##### Given passage #####
Whether it is the tester
degrading performance with poor hardware or OS settings, or
forgetting to mention crucial details that can greatly impact results, or
not using his benchmarking tools correctly, or
even widely-used tools that are themselves poorly written(!),
these errors make many benchmark results that are published
simply incorrect, and sometimes deceptive.
I am currently doing in-depth research of SSDs providing good random
write IOPS, with a focus on those based on SandForce controllers,
and here are a few examples of flaws in SSD benchmark reviews from major tech sites:
-
Out of the hundreds of reviews of the popular Intel
X18-M/X25-M drive series, not a single one mentions that random write
IOPS highly depends on the span of the LBA space being tested.
There is a difference of almost 10x between random write IOPS measured on
the full LBA space as opposed to an 8GB fraction of it:
respectively 350 IOPS and 3300 IOPS.
Intel themselves do not make the information
easily accessible. They published it for only 1 model (first generation, 50nm): you have to browse a
page
for SSD resellers and click on the link named "Intel X18-M/X25-M SATA Solid State
Drive - Enterprise Server/Storage Applications product manual addendum"
(direct link)
#####
__Short task A__:
In the listing, from its first line through the line containing "x=349 y=654", can you switch "green shrub" to "leafy bush" and change nothing else? Leave the pictures out of your answer.
__Short task B__:
Could you pick up the passage on flawed SSD benchmark reviews after its last sentence and continue it?
##### Provided records #####
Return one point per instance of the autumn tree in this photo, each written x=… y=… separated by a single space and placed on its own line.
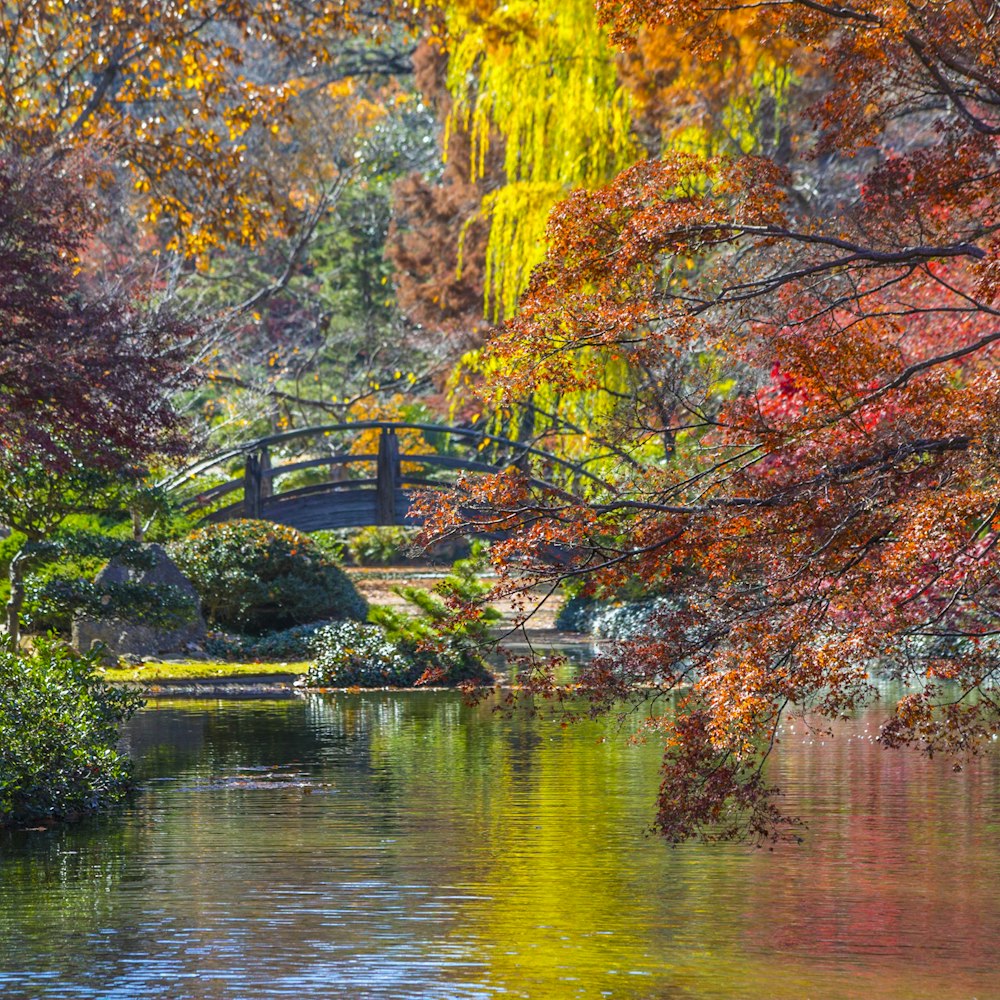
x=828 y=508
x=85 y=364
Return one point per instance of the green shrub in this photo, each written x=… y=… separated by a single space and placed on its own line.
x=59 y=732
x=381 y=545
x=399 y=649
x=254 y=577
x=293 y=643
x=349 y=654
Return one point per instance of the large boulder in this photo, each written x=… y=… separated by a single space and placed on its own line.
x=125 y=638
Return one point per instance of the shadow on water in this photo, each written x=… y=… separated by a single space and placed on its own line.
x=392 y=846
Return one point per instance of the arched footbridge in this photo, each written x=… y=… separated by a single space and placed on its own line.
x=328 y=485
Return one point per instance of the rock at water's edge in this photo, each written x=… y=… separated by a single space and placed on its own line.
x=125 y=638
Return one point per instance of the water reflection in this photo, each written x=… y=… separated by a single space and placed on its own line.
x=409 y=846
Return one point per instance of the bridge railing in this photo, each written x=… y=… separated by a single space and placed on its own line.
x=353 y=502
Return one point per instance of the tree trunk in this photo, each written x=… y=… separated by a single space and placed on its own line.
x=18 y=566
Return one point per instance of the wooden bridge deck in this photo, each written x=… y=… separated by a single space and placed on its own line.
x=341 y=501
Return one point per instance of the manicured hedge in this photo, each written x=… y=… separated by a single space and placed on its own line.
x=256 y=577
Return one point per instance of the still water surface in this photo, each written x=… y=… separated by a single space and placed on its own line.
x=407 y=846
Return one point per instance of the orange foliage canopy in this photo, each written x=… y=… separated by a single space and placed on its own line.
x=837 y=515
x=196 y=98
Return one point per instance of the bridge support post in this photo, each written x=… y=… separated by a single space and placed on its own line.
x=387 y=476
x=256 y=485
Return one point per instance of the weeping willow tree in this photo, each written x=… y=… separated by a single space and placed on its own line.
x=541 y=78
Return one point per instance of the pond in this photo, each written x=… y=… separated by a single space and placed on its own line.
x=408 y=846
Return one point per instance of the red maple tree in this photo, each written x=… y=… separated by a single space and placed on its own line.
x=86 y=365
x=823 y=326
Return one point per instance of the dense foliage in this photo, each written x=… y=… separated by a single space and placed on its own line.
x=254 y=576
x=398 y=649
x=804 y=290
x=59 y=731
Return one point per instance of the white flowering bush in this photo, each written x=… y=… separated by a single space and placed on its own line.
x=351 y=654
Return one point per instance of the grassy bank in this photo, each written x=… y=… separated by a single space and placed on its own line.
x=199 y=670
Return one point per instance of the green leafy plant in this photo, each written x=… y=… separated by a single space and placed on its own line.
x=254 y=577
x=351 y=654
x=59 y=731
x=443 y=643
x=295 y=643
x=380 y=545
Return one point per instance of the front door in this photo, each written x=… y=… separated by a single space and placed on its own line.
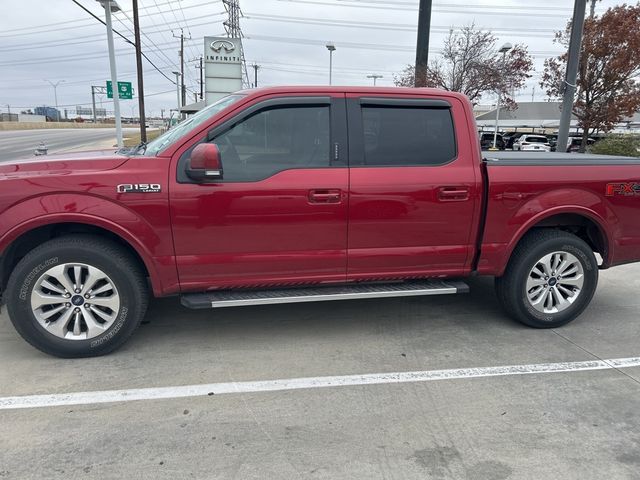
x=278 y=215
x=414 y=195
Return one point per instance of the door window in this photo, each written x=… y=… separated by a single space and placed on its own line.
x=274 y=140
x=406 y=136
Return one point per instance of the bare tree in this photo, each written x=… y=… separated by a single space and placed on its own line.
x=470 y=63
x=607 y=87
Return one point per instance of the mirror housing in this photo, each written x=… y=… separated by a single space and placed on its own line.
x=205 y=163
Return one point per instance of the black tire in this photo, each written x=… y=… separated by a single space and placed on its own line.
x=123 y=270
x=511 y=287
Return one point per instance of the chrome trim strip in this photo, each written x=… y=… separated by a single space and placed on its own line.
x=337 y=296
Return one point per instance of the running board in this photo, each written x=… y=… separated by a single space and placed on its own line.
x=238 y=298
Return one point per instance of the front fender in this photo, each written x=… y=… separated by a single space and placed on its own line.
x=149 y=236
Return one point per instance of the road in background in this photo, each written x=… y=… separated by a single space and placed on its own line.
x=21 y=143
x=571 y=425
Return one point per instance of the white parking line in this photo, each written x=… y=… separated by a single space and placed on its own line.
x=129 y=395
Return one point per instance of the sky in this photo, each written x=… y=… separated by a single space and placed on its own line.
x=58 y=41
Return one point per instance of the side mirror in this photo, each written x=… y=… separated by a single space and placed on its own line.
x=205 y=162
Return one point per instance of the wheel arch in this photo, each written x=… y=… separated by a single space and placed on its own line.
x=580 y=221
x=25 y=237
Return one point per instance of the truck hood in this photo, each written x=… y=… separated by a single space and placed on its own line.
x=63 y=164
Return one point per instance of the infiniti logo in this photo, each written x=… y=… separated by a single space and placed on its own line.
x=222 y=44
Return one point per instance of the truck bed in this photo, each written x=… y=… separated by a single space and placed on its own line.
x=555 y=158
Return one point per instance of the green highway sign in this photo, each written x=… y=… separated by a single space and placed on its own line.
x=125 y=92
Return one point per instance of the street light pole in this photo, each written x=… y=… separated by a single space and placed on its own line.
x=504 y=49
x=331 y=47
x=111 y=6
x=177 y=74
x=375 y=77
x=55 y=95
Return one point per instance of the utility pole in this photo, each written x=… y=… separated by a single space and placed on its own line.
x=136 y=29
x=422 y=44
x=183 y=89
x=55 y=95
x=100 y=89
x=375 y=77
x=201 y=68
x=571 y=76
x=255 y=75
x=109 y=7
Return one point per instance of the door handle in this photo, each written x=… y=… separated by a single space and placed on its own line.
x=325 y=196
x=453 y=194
#####
__Right answer A__:
Return one point per instance of the autumn tree in this photo, each written x=… y=… separated by a single space and placed on its own line.
x=828 y=508
x=85 y=364
Return one point per instance of the leafy bush in this photo, each written x=… y=… separated by a single space and placed on its own line.
x=59 y=732
x=381 y=545
x=399 y=649
x=254 y=577
x=293 y=643
x=349 y=654

__Right answer B__:
to access a PDF that documents the difference between measuring random
write IOPS on an 8GB span as opposed to 100% span! Also, Intel generally publish
100% span numbers for enterprise-class SSD models, but 8GB span numbers for consumer-class SSD models.
This spec is the only source documenting the 2 performance numbers for the
same SSD model (Intel publish no equivalent spec for the second generation
34nm X18-M/X25-M drive series.)
-
Two benchmarking tools,
CrystalDiskMark
and
AS SSD,
are popular despite a flaw that many reviewers noticed: they
report sequential read/write throughput results consistently inferior
to other benchmarking tools (especially for SF-1200-based SSDs.) For example
Benchmark Reviews tested the OCZ Vertex 2 120GB and these tools report
210-215MB/s while all other tools report 270-280MB/s as expected.
[Update: one explanation is that this could be due to CrystalDiskMark and
AS SSD being set up to
write and read random data,
whereas other tools use constant data, inadvertently allowing the SF-1200 controller
to aggressively optimize I/O with its transparent data deduplication and compression
features. If this is the case, then I shift my objection to all reviewers, including
Benchmark Reviews, who fail to mention how CrystalDiskMark is configured
—random or constant data— and thereby provide results that readers
cannot interpret.]
-
In this
14-page Legit Reviews article
on the OCZ Vertex 2 100GB drive, the test system is preventing the drive from showing
its full potential in sequential reads: there is a bottleneck at 230MB/s when this
SSD is known to reach 270MB/s as confirmed by many other reviews:
Anandtech,
Techspot, etc.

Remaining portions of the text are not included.